## Work to complete
Find every line in the records below that contains the string "wood", matching case exactly, and copy each of those lines.

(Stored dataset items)
* * *

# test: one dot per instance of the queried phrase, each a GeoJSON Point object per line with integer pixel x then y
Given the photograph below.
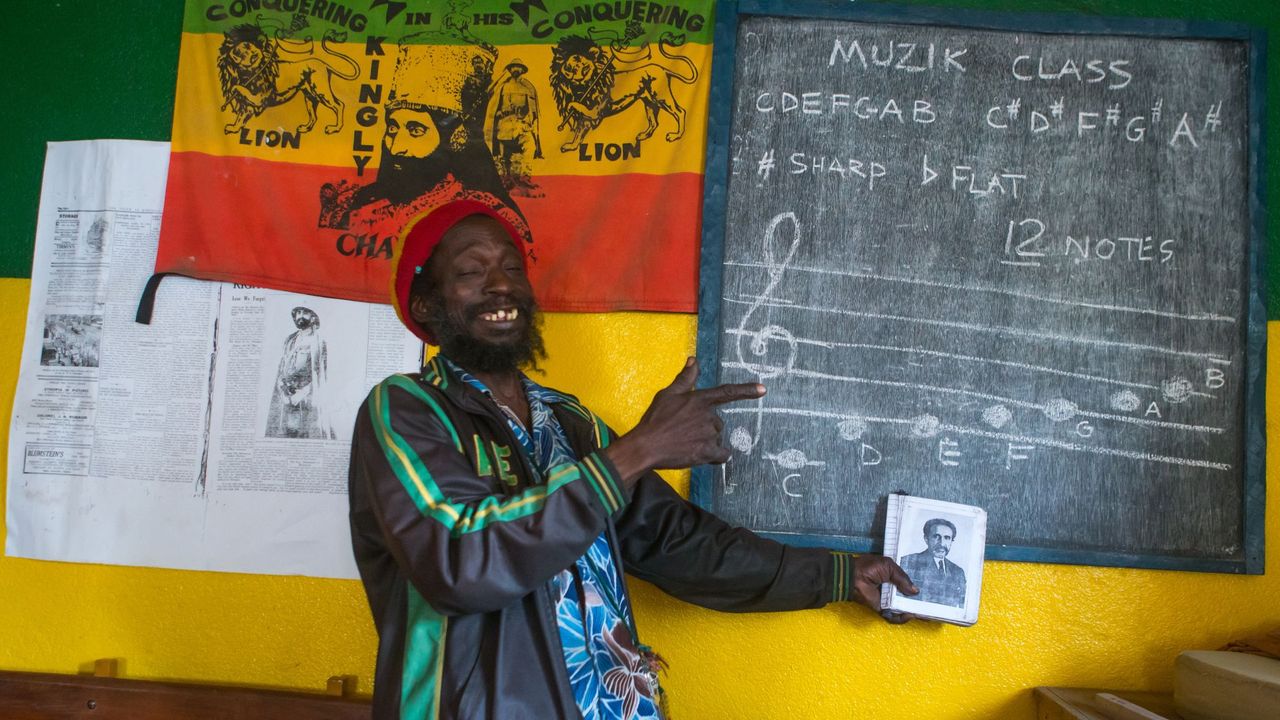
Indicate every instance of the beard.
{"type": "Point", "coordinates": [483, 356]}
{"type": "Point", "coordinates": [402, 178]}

* * *

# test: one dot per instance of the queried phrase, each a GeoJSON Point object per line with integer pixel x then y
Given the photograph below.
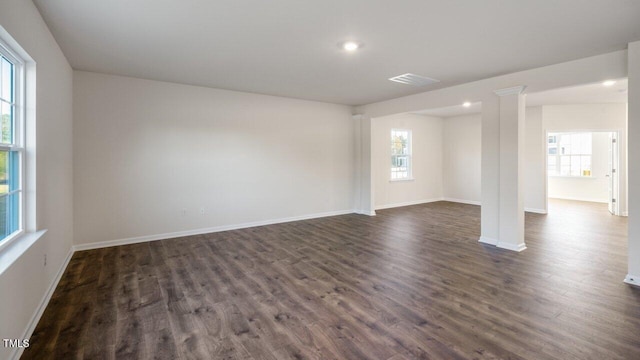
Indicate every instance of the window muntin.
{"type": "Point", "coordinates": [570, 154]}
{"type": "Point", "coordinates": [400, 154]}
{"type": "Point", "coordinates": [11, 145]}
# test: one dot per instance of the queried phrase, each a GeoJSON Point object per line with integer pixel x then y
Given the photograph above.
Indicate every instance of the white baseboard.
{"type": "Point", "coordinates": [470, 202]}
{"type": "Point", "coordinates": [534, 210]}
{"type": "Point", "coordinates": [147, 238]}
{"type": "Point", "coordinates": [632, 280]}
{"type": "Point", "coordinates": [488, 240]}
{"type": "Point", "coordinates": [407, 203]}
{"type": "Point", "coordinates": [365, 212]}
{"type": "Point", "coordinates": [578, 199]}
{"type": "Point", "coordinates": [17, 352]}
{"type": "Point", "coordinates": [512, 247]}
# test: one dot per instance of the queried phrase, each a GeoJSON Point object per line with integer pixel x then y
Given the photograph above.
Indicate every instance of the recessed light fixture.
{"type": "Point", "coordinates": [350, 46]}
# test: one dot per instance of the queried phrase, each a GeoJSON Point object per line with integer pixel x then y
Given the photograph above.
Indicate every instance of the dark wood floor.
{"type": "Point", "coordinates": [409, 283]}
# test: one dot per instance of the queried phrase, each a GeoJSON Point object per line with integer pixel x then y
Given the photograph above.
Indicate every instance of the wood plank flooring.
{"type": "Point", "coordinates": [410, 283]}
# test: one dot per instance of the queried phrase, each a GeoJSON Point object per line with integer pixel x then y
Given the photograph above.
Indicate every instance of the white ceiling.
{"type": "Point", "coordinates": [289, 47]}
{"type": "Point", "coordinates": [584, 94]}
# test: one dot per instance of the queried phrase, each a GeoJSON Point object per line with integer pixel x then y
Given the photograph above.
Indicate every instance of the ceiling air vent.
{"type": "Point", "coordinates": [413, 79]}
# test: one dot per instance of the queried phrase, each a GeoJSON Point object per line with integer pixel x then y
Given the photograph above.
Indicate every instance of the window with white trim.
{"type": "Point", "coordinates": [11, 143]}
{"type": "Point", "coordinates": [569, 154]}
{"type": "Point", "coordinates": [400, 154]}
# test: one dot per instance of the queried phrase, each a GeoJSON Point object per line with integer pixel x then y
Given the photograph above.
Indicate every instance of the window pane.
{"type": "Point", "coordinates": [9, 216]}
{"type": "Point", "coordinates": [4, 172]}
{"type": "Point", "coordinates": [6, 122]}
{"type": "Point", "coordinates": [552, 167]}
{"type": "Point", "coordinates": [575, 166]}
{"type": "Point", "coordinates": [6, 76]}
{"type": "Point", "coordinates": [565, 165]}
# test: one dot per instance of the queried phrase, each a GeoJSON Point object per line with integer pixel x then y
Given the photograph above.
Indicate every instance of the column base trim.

* * *

## Answer to this exercise
Indicate every instance of the dark wood floor.
Indicate every instance of the wood plank flooring.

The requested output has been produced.